The problem
Continue the passage on the newspaper Krasnaya Zvezda, starting after its last sentence.
** Opening Text passage block **
Official newspaper of the Soviet and later the Russian Ministry of Defence

Krasnaya Zvezda (Кра́сная звезда́, literally "Red Star") is the official newspaper of the Russian Armed Forces. It was the official newspaper of the Ministry of Defence of the Soviet Union (and its predecessors) from 1923 to 1991, and the Ministry of Defence of Russia from 1992 until 2018.

Krasnaya Zvezda was created by the decision of the Politburo of the Central Committee of the Russian Communist Party (Bolsheviks) on 29 November 1923, as the central printing body of the People's Commissariat for Military and Naval Affairs, the predecessor of the Ministry of Defense of the Soviet Union and therefore the Ministry of Defence of Russia. The first issue was published on 1 January 1924. It was the central organ of the Soviet Armed Forces for decades, and survived the dissolution of the Soviet Union.
** Closing Text passage block **
** Opening Data section block **
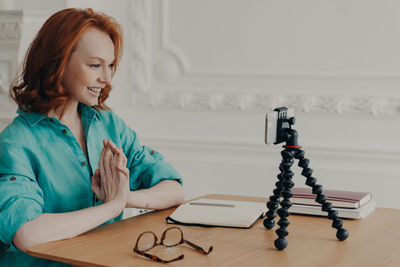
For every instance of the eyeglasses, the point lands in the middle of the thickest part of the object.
(171, 237)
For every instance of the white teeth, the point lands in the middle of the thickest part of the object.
(95, 90)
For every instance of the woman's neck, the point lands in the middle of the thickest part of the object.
(68, 116)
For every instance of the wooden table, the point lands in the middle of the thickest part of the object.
(373, 241)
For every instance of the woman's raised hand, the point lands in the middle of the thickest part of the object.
(111, 181)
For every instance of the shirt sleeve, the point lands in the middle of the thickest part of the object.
(21, 198)
(147, 166)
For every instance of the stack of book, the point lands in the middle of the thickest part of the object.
(349, 204)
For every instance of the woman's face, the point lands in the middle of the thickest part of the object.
(89, 68)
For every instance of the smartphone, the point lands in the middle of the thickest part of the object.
(275, 121)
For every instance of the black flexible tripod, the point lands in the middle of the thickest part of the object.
(284, 184)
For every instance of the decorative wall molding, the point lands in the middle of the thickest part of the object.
(197, 100)
(139, 45)
(10, 30)
(161, 62)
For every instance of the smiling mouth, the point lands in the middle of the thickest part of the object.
(94, 90)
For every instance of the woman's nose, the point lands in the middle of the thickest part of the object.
(106, 76)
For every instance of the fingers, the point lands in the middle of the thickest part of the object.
(95, 185)
(112, 146)
(118, 151)
(106, 160)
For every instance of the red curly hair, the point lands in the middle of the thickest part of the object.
(38, 88)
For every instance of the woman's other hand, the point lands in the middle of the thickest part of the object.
(111, 181)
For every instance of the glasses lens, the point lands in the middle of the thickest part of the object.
(146, 241)
(173, 237)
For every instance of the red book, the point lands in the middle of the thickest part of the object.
(338, 198)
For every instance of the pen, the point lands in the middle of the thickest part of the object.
(212, 204)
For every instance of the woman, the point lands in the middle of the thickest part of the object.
(67, 163)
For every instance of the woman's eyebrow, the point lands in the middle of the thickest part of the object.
(100, 58)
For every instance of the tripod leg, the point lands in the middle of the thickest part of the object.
(273, 202)
(283, 189)
(337, 223)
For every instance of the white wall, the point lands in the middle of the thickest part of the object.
(198, 77)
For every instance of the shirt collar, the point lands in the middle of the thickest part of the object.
(88, 112)
(34, 118)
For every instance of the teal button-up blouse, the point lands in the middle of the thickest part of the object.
(43, 169)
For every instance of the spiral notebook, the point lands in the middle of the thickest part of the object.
(212, 212)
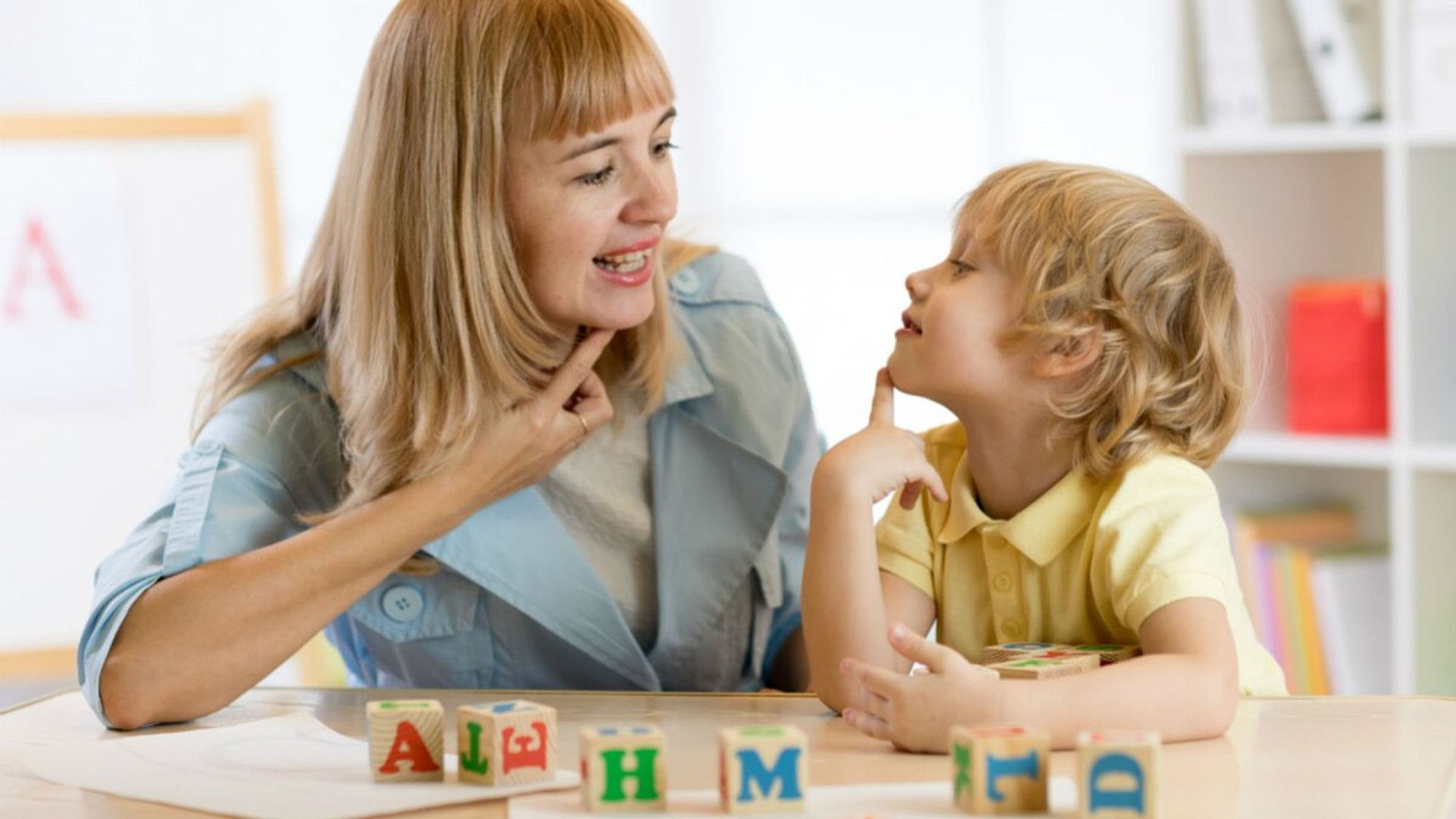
** Closing Data section block **
Answer for the task
Krasnaya Zvezda was best known outside of the Soviet Union for coining the nickname "Iron Lady" for then-British Conservative Party leader and future British Prime Minister Margaret Thatcher. The 24 January 1976 issue featured an article about Thatcher written by Yuri Gavrilov with the headline "Iron Lady Raises Fears" in reference to her strongly anti-communist and anti-Soviet speech Britain Awake. Thatcher and her supporters would embrace the epithet, which came to symbolise her personality and style of politics.

On 1 January 2018, Krasnaya Zvezda was transferred to a new publishing house based in Moscow operated by the Russian Armed Forces. It is currently published in Moscow, Saint Petersburg, Khabarovsk, and Simferopol.